*Source passage*:
Current Supreme Court rulings limit restrictions on the interstate transport of garbage. However, the federal courts have also said municipalities that provide waste services participate in the market like other businesses. The Commerce Clause restrictions do not apply to public authorities acting as market participants--garbage haulers, owners or operators of their own landfill or transfer stations. Thus, under current law counties may require all local waste to be managed at publicly owned facilities.

That may change this summer, when a U.S. Supreme Court decision is expected an appeal of the United Haulers case.

The traditional role of municipalities in waste management therefore severely limits the free flow of garbage across state lines, and the sanction of the courts. However, the major importing states have been trying to get federal legislation passed that would further limit interstate waste transport. States like Pennsylvania want to preserve their landfills from solid waste generated in states that generally export their garbage, such as New York.

In 1995, Pennsylvania was the largest garbage importer, hosting 2.7 million tons of waste from New York State, most of it from New York City and Long Island. In the late 1990s Pennsylvania environmental officials and U.S. Rep. Jim Greenwood, a Congressmen from rural Bucks County, PA, lobbied with Rep. Michael Oxley of Ohio and other Midwestern representatives to get "flow control" legislation passed in Congress, which would permit Pennsylvania and other states to control how much garbage flows across their borders. Today Pennsylvania hosts over 9 million tons of out-of-state trash.

Federal flow control would add another layer of restrictions to local flow control, which is authorized today.

FEDERAL FLOW CONTROL LEGISLATION HASN'T GOTTEN OFF THE GROUND
Every year since 1995 federal flow control legislation has been introduced in Congress. Complaining about their limited ability to place restrictions on shipments of unwanted garbage from other states in a letter to the House Commerce Committee, nearly half the nation's governors asked the Committee in 1995 to send a flow control bill to the floor for a vote. A bill giving broad authority to governors to limit and prohibit out-of-state shipments of municipal solid waste passed in the Senate twice in 1997. As discussed elsewhere in this newsletter (The facts on Fresh Kills), Virginia officials recently joined the chorus urging passage of flow control legislation.

Federal flow control was again considered in the 1999 Congress. H.R. 378 and H.R. 379, authorizing states to regulate importation of out-of-state and out-of-country solid waste, respectively, up to an outright ban on either, was introduced on January 19, 1999, referred to the House Commerce Committee, Subcommittee on Finance and Hazardous Materials, but never brought to a vote. Senate bill S.533, the Interstate Transportation of Municipal Solid Waste Control Act of 1999, was introduced March 18, with Sen. Arlen Specter responding directly to the closing of Fresh Kills. It, too, failed to reach a vote.

*Given material*:
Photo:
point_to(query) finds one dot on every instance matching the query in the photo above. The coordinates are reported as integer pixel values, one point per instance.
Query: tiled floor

*Problem details*: In the passage on interstate garbage transport, substitute "refuse" for "garbage" in everything from "In 1995, Pennsylvania" down to "of out-of-state trash.", and write that stretch out again.

*Reply to the exercise*:
In 1995, Pennsylvania was the largest refuse importer, hosting 2.7 million tons of waste from New York State, most of it from New York City and Long Island. In the late 1990s Pennsylvania environmental officials and U.S. Rep. Jim Greenwood, a Congressmen from rural Bucks County, PA, lobbied with Rep. Michael Oxley of Ohio and other Midwestern representatives to get "flow control" legislation passed in Congress, which would permit Pennsylvania and other states to control how much refuse flows across their borders. Today Pennsylvania hosts over 9 million tons of out-of-state trash.